**EXERCISE OBJECTIVE**
Write out, please, the line containing "the red patterned" together with all lines after it, up to and including the last one, with no other output.
Start SUPPLIED ENTRIES
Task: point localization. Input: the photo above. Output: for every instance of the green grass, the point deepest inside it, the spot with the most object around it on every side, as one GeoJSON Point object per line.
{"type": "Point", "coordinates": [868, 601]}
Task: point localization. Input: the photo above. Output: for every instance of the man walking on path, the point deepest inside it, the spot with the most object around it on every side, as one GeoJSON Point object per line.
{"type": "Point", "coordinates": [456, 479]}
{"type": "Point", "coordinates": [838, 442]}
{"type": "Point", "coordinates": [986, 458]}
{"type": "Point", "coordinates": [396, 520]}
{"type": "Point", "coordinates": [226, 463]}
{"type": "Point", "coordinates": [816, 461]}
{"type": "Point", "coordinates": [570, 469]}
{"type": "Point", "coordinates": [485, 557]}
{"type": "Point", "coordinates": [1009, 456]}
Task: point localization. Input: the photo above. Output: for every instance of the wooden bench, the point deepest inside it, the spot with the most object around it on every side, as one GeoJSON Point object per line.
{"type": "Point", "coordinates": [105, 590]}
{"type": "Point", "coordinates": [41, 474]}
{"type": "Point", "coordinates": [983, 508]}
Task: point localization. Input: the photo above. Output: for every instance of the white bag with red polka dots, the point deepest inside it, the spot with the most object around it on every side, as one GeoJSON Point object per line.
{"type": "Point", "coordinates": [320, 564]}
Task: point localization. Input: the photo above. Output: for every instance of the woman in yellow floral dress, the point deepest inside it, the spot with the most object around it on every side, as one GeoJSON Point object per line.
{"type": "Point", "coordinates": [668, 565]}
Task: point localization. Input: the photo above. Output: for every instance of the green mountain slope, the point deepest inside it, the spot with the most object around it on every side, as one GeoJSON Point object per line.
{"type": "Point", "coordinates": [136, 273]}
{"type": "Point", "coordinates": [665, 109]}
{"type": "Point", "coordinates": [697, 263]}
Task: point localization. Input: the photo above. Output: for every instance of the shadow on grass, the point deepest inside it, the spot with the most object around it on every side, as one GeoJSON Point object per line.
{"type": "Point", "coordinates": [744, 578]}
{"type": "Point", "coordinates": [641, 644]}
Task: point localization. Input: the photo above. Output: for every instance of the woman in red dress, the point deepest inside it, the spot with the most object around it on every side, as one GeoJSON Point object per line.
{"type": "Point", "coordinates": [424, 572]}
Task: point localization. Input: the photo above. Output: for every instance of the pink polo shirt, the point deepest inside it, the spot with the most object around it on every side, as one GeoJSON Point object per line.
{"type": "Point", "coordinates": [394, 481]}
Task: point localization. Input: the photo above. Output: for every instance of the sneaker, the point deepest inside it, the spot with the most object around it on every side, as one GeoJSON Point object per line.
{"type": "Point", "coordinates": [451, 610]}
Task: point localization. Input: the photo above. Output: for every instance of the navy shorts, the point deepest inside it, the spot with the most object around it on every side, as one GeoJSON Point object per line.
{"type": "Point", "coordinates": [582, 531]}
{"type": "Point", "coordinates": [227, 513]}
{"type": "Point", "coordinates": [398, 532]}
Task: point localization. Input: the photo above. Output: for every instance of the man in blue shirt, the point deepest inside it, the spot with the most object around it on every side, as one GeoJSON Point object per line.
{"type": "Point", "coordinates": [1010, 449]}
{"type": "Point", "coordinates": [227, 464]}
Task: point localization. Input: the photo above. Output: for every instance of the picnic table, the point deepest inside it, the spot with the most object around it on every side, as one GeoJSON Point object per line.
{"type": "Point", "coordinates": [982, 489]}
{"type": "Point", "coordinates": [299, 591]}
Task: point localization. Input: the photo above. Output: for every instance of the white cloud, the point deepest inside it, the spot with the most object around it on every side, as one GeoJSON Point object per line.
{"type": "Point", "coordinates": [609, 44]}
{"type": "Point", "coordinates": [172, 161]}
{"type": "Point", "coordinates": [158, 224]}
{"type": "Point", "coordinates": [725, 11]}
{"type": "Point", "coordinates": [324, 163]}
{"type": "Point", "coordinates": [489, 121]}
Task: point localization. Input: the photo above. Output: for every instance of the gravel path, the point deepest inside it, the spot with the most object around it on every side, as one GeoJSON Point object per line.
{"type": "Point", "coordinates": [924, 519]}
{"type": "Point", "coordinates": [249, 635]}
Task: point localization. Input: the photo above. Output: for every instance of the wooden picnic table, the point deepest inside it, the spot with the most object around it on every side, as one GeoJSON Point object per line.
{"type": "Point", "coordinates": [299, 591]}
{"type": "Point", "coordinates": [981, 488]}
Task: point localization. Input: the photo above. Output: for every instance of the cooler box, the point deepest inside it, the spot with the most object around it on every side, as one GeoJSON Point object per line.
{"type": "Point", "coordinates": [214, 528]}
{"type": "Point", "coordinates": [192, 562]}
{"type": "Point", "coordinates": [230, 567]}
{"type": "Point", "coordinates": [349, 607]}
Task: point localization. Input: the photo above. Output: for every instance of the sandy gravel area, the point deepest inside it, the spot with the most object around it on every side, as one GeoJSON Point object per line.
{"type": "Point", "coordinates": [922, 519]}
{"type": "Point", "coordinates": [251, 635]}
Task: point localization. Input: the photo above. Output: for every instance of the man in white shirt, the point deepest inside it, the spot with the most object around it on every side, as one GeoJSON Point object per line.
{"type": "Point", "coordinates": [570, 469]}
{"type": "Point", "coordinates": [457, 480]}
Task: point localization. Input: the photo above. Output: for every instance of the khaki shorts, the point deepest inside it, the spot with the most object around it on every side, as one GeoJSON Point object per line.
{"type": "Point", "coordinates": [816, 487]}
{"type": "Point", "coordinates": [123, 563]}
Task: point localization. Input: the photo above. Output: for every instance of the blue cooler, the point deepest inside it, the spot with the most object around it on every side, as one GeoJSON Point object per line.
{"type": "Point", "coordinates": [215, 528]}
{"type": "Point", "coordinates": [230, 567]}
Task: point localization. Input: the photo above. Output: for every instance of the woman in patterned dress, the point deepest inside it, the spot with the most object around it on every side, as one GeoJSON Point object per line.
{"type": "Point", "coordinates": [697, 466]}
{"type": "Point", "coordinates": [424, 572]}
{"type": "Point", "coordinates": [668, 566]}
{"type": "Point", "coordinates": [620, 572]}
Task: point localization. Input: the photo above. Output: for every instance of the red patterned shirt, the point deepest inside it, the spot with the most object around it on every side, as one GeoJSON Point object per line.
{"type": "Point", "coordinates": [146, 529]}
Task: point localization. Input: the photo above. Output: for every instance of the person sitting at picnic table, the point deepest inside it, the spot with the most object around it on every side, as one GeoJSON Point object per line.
End SUPPLIED ENTRIES
**THE SOLUTION**
Task: point localization. Input: the photo above. Output: for every instance of the red patterned shirt, the point deepest inside it, the spot with the most object around it on every side, as one GeoJSON Point object per line.
{"type": "Point", "coordinates": [146, 529]}
Task: point localization. Input: the photo above. Output: for every instance of the person sitting at picnic table, the point deepest inside it, the spot with the most object around it on every side, as one GeoJSON Point object per line.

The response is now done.